* _YOUR TASKS_
1 – In the EU taxation text, why does the opinion concentrate mainly on labour taxation and on the taxation of capital invested by business? Answer in one to three sentences.
2 – Reproduce word for word everything in the EU taxation text from "With its enlargement" down to "particular tax laws.".

* _PAGE TEXT_
With its enlargement from 15 to 27 Member States, the EU has undoubtedly become more diverse. All of the new Member States are marked by their specific geographical, historical, cultural, social, political and economic context, and come with their own specific industrial fabric, as well as their own particular tax laws.

3.   Impact of taxation on industrial change

a)   Labour and capital taxation


Taking the EU as a whole, total tax and social security revenue amounts to approximately 39 % of EU GDP on average and can be broken down as follows (10):

Corporation tax

10 %

Income tax

25 %

Social security contributions

26 %

Indirect taxation

30 %

Other taxes

9 %

TOTAL tax and social security revenue

100 %


Indirect taxation is essentially made up of consumption taxes — particularly value added tax (VAT), which is harmonised at EU level — as well as certain taxes and duties levied on specific goods and services, which are partly harmonised at EU level, such as excise duty. Given that indirect taxation plays only a secondary role in the issue of the location of industry, this opinion is primarily focused on labour taxation (§ 3.2.1) and the taxation of capital invested by business (§ 3.2.2).


Employee income tax and total social security contributions correspond to approximately half of the total revenue from tax and other charges. As this taxation is directly labour-based, it clearly increases salaried-worker labour costs. Given that the cost of labour is a crucial financial factor for industry, it therefore follows that taxes and other charges — including social security — on employee income risks having a direct or indirect impact on the competitiveness of EU industry. There is a direct impact when public authorities collect taxes and employers' social contributions from companies. When taxes and social security contributions are deducted from employees, they firstly reduce employees' net income. They may then also indirectly impact on the negotiation of gross salaries, or even prompt migration to other regions and discourage the development of any activities other than low-wage-cost manufacturing.

Higher labour costs naturally lead companies to increase labour productivity by increasing the share of capital investment. This is particularly marked in Member States where labour costs are highest. Conversely, the relative cost of labour is one variable (among others) that drives companies to locate their labour-intensive operations in Member States with the lowest labour costs. Given that taxes and social security contributions tend to be higher in Member States with above-EU-average salaries (inclusive of employers' social security contributions and taxes), the tax burden on labour increases the labour cost differential and thus steers job creation towards Member States with a more competitive cost structure.

* _ENTRIES SHOWN_
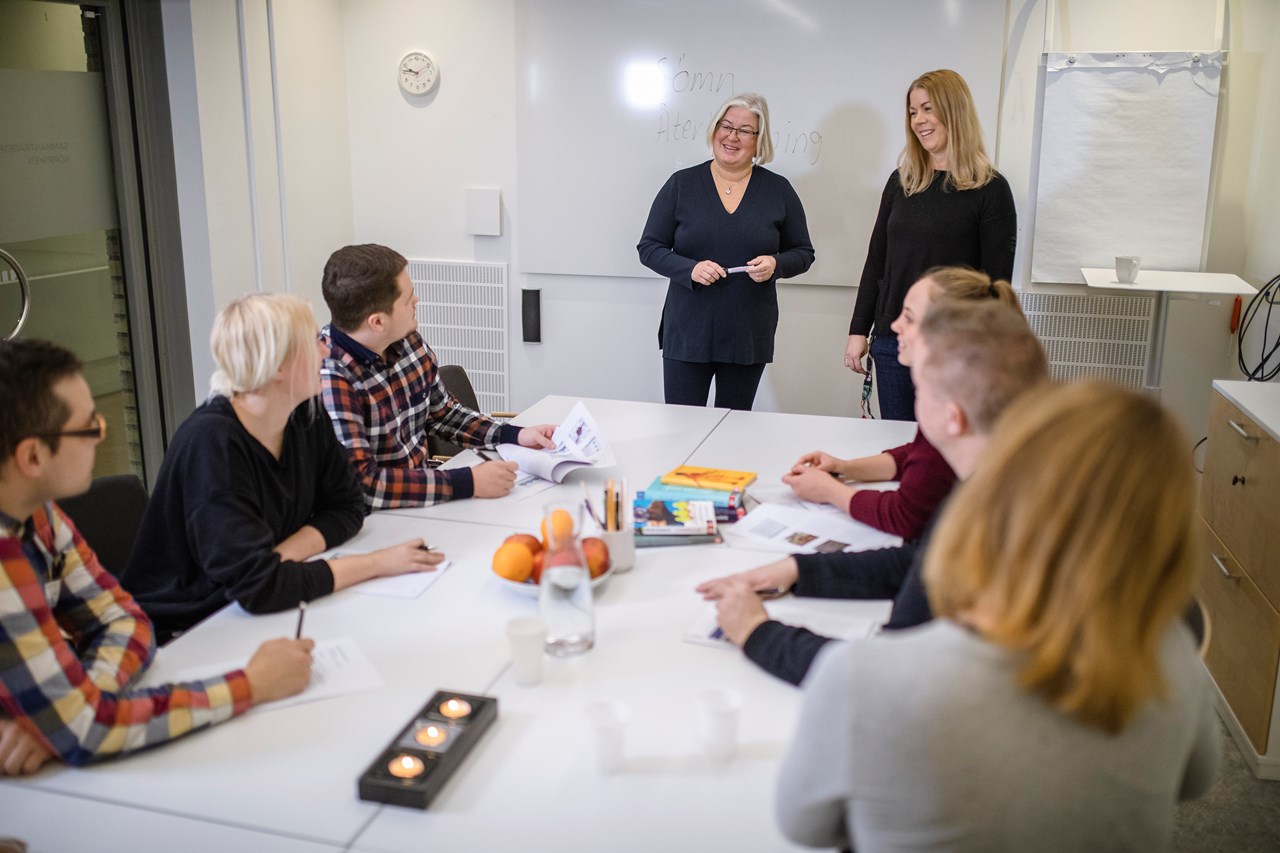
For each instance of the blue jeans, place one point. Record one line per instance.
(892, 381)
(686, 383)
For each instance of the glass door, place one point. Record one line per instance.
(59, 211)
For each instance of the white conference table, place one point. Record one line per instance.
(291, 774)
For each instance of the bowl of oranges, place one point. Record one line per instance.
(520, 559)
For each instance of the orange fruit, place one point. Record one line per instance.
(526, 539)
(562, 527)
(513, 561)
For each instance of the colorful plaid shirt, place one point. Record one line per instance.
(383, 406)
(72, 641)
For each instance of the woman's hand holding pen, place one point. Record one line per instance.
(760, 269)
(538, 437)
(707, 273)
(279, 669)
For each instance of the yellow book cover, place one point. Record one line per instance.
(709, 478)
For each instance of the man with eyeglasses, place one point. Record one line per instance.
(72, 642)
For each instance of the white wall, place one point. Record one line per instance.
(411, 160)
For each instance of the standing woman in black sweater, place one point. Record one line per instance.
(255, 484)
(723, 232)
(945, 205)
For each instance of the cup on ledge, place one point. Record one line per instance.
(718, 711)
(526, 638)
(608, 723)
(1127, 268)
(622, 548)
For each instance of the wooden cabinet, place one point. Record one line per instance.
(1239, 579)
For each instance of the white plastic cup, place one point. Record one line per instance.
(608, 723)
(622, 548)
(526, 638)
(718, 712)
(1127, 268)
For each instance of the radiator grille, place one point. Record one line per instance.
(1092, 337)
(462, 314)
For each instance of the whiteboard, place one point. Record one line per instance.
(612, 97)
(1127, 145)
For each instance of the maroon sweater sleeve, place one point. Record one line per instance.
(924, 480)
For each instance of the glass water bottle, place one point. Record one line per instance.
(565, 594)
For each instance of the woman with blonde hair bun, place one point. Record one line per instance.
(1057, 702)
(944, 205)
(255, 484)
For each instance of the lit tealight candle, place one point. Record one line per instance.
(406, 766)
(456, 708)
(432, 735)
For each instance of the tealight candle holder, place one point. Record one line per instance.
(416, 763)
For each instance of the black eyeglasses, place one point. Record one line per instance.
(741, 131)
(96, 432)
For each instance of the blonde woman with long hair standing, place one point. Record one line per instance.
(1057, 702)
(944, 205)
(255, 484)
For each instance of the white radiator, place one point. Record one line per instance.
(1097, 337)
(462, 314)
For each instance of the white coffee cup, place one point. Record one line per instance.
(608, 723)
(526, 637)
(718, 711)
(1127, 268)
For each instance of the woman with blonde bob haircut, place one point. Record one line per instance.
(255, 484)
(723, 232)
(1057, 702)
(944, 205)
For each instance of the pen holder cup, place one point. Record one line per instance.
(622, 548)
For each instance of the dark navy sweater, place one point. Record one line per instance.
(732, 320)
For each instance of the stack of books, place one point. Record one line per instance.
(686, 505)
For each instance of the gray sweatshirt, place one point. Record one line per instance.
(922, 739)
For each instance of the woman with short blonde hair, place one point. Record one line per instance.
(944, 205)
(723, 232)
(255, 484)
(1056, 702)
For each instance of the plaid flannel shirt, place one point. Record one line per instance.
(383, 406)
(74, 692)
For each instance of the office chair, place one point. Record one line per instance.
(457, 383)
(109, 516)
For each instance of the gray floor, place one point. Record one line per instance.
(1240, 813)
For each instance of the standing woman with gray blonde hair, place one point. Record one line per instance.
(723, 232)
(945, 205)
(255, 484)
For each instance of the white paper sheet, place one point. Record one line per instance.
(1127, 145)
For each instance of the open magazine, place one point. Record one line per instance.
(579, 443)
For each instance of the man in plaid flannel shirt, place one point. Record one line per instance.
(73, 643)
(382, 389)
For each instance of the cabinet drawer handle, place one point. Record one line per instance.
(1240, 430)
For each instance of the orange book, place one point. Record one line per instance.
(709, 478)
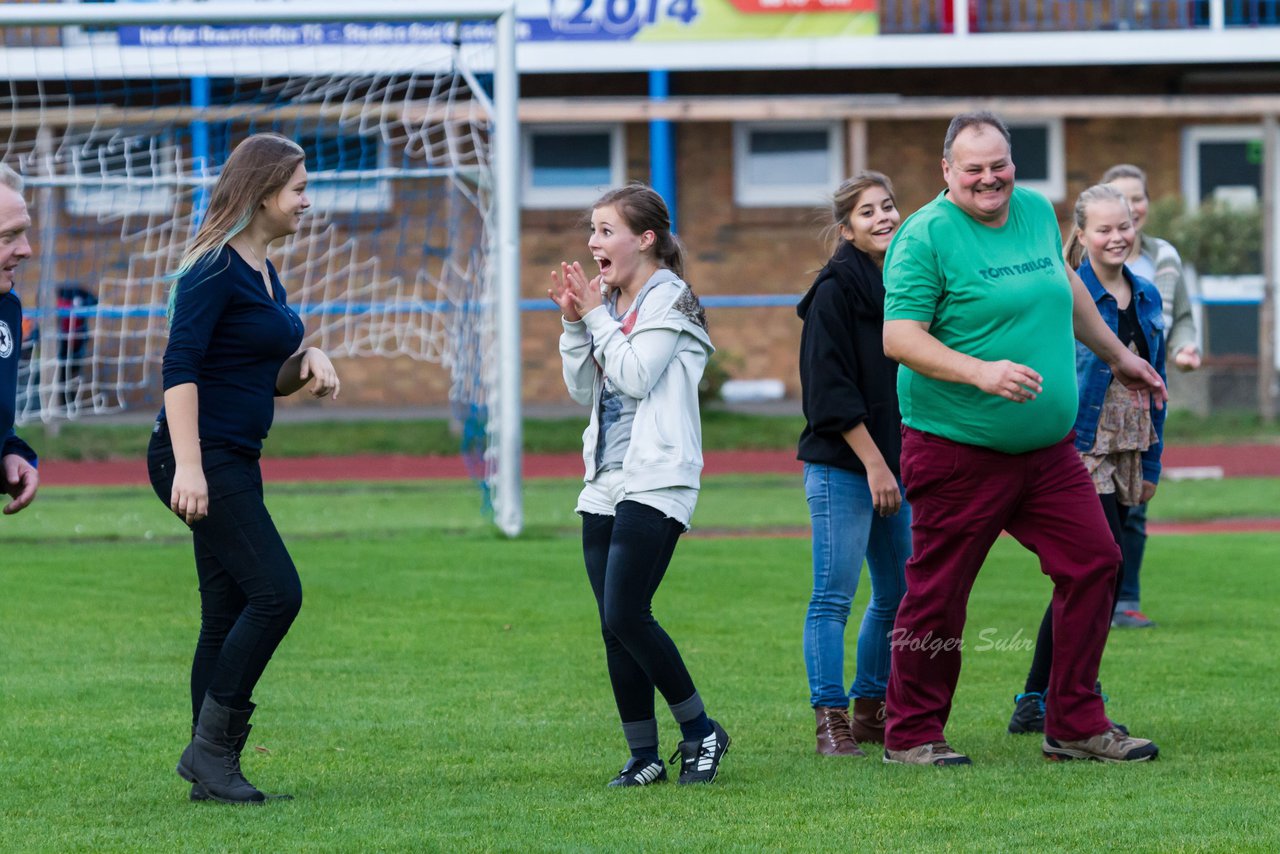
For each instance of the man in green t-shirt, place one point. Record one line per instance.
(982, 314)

* _ANSWERS PROVIDED_
1 – Indirect taxation plays only a secondary role in where industry locates. The opinion therefore concentrates on labour taxation and on the taxation of capital invested by business.

2 –
With its enlargement from 15 to 27 Member States, the EU has undoubtedly become more diverse. All of the new Member States are marked by their specific geographical, historical, cultural, social, political and economic context, and come with their own specific industrial fabric, as well as their own particular tax laws.